TASK DESCRIPTION »
Copy the data below, changing every "Data-curation pipeline" to "Labeling queue" and leaving the rest as it is.

RECORDS TO PROCESS »
------------------------------------
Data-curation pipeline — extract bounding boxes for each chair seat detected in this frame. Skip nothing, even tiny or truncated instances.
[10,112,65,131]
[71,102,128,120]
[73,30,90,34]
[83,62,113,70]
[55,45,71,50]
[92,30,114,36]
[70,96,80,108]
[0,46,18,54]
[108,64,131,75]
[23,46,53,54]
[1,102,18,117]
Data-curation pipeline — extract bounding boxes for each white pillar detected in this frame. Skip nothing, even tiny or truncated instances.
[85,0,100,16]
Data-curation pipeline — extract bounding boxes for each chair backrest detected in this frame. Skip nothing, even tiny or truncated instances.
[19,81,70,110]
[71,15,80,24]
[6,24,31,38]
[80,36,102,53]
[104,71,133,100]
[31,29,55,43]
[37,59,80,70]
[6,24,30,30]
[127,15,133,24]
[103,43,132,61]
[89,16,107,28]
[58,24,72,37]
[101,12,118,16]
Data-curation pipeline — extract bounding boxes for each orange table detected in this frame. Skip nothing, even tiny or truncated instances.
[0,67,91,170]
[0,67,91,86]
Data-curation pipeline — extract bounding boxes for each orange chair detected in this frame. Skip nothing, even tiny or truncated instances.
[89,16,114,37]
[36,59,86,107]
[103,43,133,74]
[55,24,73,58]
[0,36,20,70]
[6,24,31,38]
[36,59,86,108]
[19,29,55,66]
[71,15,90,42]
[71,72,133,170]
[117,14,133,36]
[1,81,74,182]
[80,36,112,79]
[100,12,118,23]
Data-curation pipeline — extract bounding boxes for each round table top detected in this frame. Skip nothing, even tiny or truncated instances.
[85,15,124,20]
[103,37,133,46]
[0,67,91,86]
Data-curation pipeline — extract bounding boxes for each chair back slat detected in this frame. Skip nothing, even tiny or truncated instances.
------------------------------------
WRITTEN RESPONSE »
Labeling queue — extract bounding boxes for each chair seat detected in this frame. Skip nothing, even tiny or truncated instances.
[10,112,65,131]
[71,102,128,120]
[73,30,90,34]
[83,62,113,70]
[55,45,71,50]
[92,30,114,36]
[70,96,80,108]
[0,46,18,54]
[108,64,131,75]
[23,46,53,54]
[1,102,18,117]
Labeling queue — extract bounding boxes for each white pillar detected in this frame. Skip nothing, even tiny or truncated instances.
[85,0,100,16]
Labeling queue — extract bounding boxes for each chair backrest detected in this frame. Skip nothing, even tiny or truncated instances.
[19,81,70,110]
[71,15,80,24]
[6,24,31,38]
[80,36,102,53]
[104,71,133,100]
[31,29,55,43]
[37,59,80,70]
[6,24,30,30]
[127,15,133,24]
[103,43,132,61]
[89,16,107,28]
[58,24,72,37]
[101,12,118,16]
Labeling queue — extract bounding boxes for each orange table detected in this frame. Skip nothing, even tiny or truncated instances.
[0,67,91,170]
[0,67,91,86]
Labeling queue — extract bounding boxes for each orange chair detected in this frame. Skip nothing, even tiny or truncated instances.
[89,16,114,37]
[36,59,86,107]
[103,43,133,74]
[55,24,73,58]
[0,36,20,70]
[6,24,31,38]
[36,59,86,108]
[19,29,55,66]
[71,15,90,42]
[71,72,133,170]
[117,14,133,36]
[1,81,74,182]
[80,36,112,79]
[100,12,118,23]
Labeling queue — extract bounding boxes for each round table top detected in this frame. Skip nothing, even tiny or truncated instances.
[85,15,124,20]
[103,37,133,46]
[0,67,91,86]
Labeling queue — extract bounding boxes for each chair back slat detected in this frame. Skip nothing, even tiny or truncated instances.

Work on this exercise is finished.